TASK TO COMPLETE. Please copy the records below, replacing every "white car" with "red truck" and changing nothing else. Leave the pictures out of your answer.

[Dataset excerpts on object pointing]
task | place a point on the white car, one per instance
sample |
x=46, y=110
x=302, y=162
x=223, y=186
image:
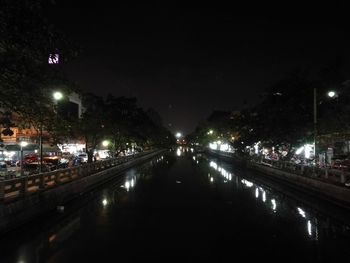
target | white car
x=83, y=157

TASK OUTPUT.
task | place a point on the red truck, one per instance
sample |
x=46, y=110
x=302, y=162
x=223, y=186
image:
target | red truck
x=83, y=157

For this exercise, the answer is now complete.